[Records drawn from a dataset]
__________
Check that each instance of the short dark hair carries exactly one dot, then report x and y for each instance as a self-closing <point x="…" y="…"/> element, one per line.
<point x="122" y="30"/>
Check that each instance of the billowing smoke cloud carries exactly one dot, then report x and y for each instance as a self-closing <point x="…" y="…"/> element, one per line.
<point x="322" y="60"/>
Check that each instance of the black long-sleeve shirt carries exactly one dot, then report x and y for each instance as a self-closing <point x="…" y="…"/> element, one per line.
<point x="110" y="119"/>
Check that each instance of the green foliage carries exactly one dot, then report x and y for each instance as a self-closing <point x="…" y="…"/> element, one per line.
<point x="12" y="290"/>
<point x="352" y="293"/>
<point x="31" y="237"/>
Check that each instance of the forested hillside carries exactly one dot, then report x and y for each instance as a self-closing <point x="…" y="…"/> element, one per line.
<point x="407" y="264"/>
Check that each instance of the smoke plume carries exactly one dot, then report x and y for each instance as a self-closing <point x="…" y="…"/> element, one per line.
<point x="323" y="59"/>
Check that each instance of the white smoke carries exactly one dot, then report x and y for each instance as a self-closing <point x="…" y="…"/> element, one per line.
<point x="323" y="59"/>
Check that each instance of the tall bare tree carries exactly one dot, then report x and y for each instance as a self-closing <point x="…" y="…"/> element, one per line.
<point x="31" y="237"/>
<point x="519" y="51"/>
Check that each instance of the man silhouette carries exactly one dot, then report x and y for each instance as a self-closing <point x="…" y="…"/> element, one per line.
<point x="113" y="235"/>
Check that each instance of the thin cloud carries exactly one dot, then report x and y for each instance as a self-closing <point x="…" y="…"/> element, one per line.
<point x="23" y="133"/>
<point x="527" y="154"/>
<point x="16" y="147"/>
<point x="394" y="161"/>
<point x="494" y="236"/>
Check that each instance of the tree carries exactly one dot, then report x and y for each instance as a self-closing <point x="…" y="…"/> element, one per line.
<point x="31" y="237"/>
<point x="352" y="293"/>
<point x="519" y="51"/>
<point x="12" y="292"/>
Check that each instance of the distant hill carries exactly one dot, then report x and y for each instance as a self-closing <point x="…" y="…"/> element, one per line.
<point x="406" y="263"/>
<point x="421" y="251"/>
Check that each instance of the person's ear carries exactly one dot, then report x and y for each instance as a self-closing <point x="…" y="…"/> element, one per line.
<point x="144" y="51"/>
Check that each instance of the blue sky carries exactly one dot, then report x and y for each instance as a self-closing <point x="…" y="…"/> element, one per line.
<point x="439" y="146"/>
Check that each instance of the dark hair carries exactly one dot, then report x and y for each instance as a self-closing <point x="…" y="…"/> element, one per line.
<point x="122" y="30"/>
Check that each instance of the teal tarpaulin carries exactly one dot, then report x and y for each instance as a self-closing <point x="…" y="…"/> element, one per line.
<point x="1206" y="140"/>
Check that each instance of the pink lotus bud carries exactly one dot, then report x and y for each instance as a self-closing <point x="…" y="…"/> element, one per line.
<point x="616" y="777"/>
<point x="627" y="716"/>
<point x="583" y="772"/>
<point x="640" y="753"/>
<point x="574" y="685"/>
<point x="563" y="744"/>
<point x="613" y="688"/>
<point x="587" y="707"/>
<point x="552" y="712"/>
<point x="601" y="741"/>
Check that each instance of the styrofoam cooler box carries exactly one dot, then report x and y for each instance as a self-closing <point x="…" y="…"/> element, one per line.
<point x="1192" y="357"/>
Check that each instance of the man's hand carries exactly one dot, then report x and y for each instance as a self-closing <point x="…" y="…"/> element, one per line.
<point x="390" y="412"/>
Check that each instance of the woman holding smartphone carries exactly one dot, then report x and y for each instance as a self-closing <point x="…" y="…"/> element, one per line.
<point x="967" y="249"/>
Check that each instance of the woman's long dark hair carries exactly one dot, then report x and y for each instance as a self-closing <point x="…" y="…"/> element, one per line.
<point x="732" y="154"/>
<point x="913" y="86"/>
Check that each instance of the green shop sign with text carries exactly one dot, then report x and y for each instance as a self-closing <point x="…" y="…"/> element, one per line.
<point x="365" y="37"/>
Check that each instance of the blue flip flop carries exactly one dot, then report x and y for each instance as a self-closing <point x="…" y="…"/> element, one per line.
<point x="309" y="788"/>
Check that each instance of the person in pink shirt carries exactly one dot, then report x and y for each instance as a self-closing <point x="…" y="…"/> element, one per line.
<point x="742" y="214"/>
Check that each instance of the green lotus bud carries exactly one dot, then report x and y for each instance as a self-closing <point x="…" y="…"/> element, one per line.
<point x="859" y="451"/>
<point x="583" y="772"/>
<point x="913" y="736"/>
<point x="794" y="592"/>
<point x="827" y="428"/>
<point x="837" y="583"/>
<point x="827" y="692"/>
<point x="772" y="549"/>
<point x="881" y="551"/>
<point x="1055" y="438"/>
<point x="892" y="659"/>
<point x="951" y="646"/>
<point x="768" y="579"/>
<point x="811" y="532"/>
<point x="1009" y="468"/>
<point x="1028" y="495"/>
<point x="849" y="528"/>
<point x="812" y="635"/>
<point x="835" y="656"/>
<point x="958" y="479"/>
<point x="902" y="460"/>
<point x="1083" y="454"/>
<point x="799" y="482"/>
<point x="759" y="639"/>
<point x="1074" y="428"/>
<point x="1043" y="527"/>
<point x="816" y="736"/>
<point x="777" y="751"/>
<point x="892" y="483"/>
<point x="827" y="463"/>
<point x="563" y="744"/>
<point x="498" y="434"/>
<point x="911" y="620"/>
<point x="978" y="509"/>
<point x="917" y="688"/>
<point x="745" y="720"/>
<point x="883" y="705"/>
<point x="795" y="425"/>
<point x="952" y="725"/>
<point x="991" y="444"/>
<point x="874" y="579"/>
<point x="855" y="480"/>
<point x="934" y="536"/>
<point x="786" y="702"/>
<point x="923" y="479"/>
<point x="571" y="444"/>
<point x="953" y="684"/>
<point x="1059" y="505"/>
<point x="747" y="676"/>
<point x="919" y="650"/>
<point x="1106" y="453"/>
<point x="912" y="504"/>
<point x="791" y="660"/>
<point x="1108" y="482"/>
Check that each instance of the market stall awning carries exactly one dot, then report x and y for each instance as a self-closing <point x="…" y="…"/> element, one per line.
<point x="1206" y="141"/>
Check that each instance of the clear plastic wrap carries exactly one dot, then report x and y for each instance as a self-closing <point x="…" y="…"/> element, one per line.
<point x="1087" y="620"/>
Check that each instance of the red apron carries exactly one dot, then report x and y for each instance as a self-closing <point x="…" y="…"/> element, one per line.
__________
### Task brief
Print all of the entries exactly, leaving nothing out.

### Exercise response
Check that each instance of the short dark hair carries exactly one dot, then report x and y for each instance as a self-closing <point x="…" y="…"/> element, one per line.
<point x="122" y="30"/>
Check that each instance of the billowing smoke cloud carries exactly one dot, then report x and y for each instance as a self-closing <point x="…" y="…"/> element, one per line.
<point x="322" y="60"/>
Check that each instance of the black long-sleeve shirt carries exactly one dot, then report x and y for each instance as a self-closing <point x="…" y="…"/> element, one per line.
<point x="110" y="119"/>
Check that each instance of the green foliage carries exactly one dot, then report x and y for each instance as a self-closing <point x="…" y="…"/> element, one per line.
<point x="12" y="290"/>
<point x="352" y="293"/>
<point x="31" y="237"/>
Check that each instance of the forested hillside carries exactly one dot, then report x and y for each instance as a self-closing <point x="…" y="…"/> element, one per line.
<point x="407" y="264"/>
Check that each instance of the smoke plume carries exactly one dot, then report x and y for each instance as a self-closing <point x="…" y="…"/> element, one per line.
<point x="323" y="59"/>
Check that each instance of the white smoke carries exactly one dot, then report x and y for each instance as a self-closing <point x="…" y="…"/> element, one per line.
<point x="323" y="59"/>
Check that each instance of the tall bare tree carries exactly one dot, then report x and y for each instance as a self-closing <point x="…" y="…"/> element, one per line.
<point x="31" y="237"/>
<point x="519" y="51"/>
Check that each instance of the man silhouette carries exactly one dot, then report x and y for each instance as a self-closing <point x="…" y="…"/> element, one per line.
<point x="113" y="235"/>
Check that each instance of the thin cloud carries exactly one dot, then report x and y for each instance as a self-closing <point x="…" y="…"/> element, one per line.
<point x="23" y="133"/>
<point x="527" y="154"/>
<point x="16" y="147"/>
<point x="394" y="161"/>
<point x="494" y="236"/>
Check that each instance of the tree carries exactly one dot, then report x and y for each instance as a self-closing <point x="…" y="…"/> element, one per line.
<point x="31" y="237"/>
<point x="352" y="293"/>
<point x="519" y="51"/>
<point x="12" y="292"/>
Check that each instance of the distant hill carries exactly one dot, then report x and y for each instance as a self-closing <point x="…" y="…"/> element, one per line.
<point x="406" y="263"/>
<point x="421" y="251"/>
Check that each instance of the person's ear carries exactly one dot, then report x and y for each instance as a self-closing <point x="…" y="…"/> element, one per line.
<point x="144" y="51"/>
Check that each instance of the blue sky carries exactly one dot, then report x and y for each instance as a self-closing <point x="…" y="…"/> element, one per line.
<point x="439" y="146"/>
Check that each instance of the dark hair carries exactly one dot, then report x and y for each instance as a self-closing <point x="…" y="…"/> element, one per line.
<point x="122" y="30"/>
Check that each instance of the teal tarpaulin carries exactly one dot, then report x and y for each instance as a self-closing <point x="…" y="…"/> element, one per line.
<point x="1206" y="140"/>
Check that each instance of the pink lotus bud carries exactly one dot, then report x and y for each instance as a self-closing <point x="…" y="…"/> element, one per line.
<point x="616" y="777"/>
<point x="627" y="716"/>
<point x="583" y="772"/>
<point x="640" y="753"/>
<point x="574" y="685"/>
<point x="563" y="744"/>
<point x="613" y="688"/>
<point x="587" y="707"/>
<point x="552" y="712"/>
<point x="601" y="741"/>
Check that each instance of the styrofoam cooler box carries exactly one dot, then report x and y for each instance as a self-closing <point x="…" y="…"/> element, one per line.
<point x="1192" y="357"/>
Check that each instance of the man's hand carries exactly one dot, then report x and y for each instance as a self-closing <point x="…" y="…"/> element, one per line.
<point x="390" y="412"/>
Check that each instance of the woman holding smartphone carries exactly one dot, then report x and y for each instance as a self-closing <point x="…" y="…"/> element, one per line.
<point x="967" y="249"/>
Check that each instance of the woman's long dark hair carries exactly one dot, then report x and y for each instance as a self-closing <point x="…" y="…"/> element, one per line.
<point x="732" y="154"/>
<point x="913" y="86"/>
Check that each instance of the green shop sign with text carries exactly one dot, then report x and y for each instance as a self-closing <point x="…" y="…"/> element, one per line.
<point x="365" y="37"/>
Check that each instance of the blue flip flop carries exactly one dot, then report x and y for each instance as a self-closing <point x="…" y="…"/> element, one per line.
<point x="309" y="788"/>
Check that each instance of the person in pink shirt carries exactly one dot, then report x and y for each instance as a self-closing <point x="…" y="…"/> element, one per line.
<point x="742" y="214"/>
Check that each instance of the green lotus bud carries exactly one dot, then report x and y for each instance as a self-closing <point x="…" y="…"/> element, one per line.
<point x="859" y="451"/>
<point x="583" y="772"/>
<point x="913" y="736"/>
<point x="794" y="592"/>
<point x="827" y="428"/>
<point x="837" y="583"/>
<point x="827" y="692"/>
<point x="772" y="549"/>
<point x="881" y="551"/>
<point x="1055" y="438"/>
<point x="892" y="659"/>
<point x="951" y="646"/>
<point x="768" y="579"/>
<point x="811" y="532"/>
<point x="1009" y="468"/>
<point x="1028" y="495"/>
<point x="849" y="528"/>
<point x="812" y="635"/>
<point x="835" y="656"/>
<point x="958" y="479"/>
<point x="902" y="460"/>
<point x="1083" y="454"/>
<point x="799" y="482"/>
<point x="759" y="639"/>
<point x="1074" y="428"/>
<point x="1043" y="527"/>
<point x="816" y="736"/>
<point x="777" y="751"/>
<point x="892" y="483"/>
<point x="827" y="463"/>
<point x="563" y="744"/>
<point x="498" y="434"/>
<point x="911" y="620"/>
<point x="978" y="509"/>
<point x="917" y="688"/>
<point x="745" y="720"/>
<point x="883" y="705"/>
<point x="795" y="425"/>
<point x="952" y="725"/>
<point x="991" y="444"/>
<point x="874" y="579"/>
<point x="855" y="480"/>
<point x="934" y="536"/>
<point x="786" y="702"/>
<point x="923" y="479"/>
<point x="571" y="444"/>
<point x="953" y="684"/>
<point x="1059" y="505"/>
<point x="747" y="676"/>
<point x="919" y="650"/>
<point x="1106" y="453"/>
<point x="912" y="504"/>
<point x="791" y="660"/>
<point x="1108" y="482"/>
Check that each instance of the market stall awning carries exactly one dot, then report x and y for each instance as a self-closing <point x="…" y="…"/> element, one per line.
<point x="1206" y="141"/>
Check that each instance of the clear plastic wrap carries exactly one dot, then report x and y for each instance as a self-closing <point x="…" y="…"/> element, one per line.
<point x="1087" y="620"/>
Check that each instance of the red apron carries exactly one dot, then report x and y for each instance as a self-closing <point x="…" y="…"/> element, one per line.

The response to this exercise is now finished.